Line count for "border": tally the lines of the records below that contain it, and give only that number.

◆ ◆ ◆

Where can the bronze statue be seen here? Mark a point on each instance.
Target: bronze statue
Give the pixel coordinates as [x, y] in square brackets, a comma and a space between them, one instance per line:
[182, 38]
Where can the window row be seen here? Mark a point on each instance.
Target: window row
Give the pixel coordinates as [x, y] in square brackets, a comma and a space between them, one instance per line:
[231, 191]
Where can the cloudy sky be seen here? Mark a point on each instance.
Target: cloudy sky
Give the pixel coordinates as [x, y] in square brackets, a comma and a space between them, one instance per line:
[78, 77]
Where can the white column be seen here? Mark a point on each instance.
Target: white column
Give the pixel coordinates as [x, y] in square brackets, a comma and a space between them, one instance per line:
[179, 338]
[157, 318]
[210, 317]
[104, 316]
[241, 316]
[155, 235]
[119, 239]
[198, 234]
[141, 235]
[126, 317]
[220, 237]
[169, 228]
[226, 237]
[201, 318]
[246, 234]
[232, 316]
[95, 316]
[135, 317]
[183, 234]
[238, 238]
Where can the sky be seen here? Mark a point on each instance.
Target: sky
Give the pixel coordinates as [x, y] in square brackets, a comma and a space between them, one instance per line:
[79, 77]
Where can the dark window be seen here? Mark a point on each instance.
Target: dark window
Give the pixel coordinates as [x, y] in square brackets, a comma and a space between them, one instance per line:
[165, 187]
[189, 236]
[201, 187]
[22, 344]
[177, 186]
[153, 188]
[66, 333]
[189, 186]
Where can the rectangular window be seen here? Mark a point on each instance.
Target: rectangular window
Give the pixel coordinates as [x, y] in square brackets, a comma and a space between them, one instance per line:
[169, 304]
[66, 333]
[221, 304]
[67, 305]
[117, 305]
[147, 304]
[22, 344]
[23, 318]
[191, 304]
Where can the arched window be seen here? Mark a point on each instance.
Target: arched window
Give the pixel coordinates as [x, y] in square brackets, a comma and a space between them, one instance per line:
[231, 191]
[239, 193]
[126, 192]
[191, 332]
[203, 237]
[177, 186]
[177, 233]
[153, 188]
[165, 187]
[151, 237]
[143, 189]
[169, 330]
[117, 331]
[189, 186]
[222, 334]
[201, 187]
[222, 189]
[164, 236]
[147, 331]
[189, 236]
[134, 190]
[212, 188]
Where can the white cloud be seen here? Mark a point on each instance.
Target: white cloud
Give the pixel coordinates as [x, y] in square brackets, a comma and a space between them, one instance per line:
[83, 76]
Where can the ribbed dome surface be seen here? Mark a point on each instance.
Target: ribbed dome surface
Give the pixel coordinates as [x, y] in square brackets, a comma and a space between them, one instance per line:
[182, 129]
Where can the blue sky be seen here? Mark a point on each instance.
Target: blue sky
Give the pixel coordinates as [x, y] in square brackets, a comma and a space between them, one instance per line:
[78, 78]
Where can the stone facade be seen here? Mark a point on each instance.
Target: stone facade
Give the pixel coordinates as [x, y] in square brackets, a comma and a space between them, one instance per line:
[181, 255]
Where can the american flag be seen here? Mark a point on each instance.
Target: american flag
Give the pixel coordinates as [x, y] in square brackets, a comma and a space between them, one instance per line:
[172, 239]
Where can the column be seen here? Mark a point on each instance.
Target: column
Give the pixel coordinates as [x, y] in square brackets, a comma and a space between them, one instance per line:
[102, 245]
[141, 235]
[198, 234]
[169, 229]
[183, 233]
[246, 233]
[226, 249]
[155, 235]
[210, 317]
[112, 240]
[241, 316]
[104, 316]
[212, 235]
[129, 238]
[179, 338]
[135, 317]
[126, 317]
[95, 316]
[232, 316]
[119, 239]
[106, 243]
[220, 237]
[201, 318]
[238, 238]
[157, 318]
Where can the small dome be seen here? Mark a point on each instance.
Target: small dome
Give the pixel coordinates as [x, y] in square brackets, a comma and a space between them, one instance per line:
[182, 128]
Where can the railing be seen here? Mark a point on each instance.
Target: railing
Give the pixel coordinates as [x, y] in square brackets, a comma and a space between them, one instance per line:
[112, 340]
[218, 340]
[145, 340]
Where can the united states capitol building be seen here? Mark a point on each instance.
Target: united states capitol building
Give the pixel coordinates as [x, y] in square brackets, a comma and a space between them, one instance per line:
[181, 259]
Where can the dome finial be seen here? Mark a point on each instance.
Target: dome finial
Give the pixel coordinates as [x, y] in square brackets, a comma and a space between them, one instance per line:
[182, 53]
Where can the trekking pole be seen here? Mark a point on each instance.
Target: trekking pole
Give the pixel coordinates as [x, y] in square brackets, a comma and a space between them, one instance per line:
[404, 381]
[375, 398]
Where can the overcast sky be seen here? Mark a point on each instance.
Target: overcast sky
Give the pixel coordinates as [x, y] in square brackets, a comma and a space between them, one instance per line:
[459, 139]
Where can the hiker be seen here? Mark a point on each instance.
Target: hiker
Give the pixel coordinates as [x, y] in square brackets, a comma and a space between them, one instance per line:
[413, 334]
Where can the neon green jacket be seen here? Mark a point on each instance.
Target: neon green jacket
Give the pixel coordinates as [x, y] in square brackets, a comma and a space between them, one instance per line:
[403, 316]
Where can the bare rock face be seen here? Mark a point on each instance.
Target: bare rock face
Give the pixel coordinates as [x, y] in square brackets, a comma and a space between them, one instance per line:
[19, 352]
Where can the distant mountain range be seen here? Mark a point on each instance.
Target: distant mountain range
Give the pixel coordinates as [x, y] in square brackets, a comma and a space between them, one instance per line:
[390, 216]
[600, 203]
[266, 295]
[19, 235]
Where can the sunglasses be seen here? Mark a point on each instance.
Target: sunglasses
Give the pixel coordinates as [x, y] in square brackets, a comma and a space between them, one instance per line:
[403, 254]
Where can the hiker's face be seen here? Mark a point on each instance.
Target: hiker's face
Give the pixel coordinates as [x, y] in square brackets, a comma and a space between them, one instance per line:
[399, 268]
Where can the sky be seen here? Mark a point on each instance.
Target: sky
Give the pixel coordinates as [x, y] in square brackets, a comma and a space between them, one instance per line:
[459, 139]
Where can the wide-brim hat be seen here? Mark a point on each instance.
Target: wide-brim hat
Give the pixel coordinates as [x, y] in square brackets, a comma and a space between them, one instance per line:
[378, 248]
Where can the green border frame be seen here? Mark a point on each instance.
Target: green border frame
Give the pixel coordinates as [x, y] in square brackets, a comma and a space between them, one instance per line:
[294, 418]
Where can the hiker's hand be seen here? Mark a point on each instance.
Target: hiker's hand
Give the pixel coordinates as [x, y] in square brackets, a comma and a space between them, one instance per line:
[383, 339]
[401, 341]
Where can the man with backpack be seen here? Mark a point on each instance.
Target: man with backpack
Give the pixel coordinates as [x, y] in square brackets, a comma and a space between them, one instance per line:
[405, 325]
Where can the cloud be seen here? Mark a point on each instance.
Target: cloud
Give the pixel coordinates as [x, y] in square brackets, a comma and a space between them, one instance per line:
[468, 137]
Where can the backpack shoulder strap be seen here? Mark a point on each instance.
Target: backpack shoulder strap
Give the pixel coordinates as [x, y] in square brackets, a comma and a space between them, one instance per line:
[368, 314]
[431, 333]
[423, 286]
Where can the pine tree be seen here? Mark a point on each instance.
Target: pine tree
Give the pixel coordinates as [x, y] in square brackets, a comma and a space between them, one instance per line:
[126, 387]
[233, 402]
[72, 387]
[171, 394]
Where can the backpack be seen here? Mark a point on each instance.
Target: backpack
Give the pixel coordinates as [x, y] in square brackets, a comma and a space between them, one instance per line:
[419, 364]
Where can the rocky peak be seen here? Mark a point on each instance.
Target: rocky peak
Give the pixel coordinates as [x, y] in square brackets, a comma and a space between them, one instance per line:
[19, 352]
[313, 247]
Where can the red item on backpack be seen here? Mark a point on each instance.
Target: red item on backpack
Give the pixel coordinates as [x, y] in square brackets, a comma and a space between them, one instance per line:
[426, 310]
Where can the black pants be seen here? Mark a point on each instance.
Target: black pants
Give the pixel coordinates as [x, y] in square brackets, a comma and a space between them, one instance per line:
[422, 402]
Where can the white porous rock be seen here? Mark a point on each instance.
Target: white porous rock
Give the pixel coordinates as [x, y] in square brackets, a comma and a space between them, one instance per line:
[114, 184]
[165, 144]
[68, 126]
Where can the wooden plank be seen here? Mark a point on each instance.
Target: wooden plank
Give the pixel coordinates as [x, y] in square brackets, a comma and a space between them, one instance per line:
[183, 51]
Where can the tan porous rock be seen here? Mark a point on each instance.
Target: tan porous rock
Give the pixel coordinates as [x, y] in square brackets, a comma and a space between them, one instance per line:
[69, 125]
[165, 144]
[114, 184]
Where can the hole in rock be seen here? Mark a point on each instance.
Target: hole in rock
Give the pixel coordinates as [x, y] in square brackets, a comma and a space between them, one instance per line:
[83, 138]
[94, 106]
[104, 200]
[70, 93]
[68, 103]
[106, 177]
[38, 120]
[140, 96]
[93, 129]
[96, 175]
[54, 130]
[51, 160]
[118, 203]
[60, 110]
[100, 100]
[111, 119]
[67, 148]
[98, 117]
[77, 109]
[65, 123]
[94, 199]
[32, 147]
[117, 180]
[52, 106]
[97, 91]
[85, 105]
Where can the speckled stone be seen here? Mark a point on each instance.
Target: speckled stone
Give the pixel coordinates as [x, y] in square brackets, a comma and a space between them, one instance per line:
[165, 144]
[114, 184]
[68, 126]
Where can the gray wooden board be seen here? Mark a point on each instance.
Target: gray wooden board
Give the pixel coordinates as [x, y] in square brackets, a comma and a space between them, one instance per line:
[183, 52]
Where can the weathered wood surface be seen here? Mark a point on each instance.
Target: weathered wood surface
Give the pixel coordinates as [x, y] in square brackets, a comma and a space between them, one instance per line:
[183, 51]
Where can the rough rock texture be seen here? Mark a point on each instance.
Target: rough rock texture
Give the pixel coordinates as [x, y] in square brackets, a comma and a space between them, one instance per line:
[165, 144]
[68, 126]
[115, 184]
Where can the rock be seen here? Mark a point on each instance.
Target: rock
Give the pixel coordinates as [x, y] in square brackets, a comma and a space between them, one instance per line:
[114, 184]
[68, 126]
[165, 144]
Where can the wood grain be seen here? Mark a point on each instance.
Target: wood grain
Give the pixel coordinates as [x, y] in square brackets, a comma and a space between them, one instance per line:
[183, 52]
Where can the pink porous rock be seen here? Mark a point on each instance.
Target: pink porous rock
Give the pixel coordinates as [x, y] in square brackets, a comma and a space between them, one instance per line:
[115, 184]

◆ ◆ ◆

§ Task result:
2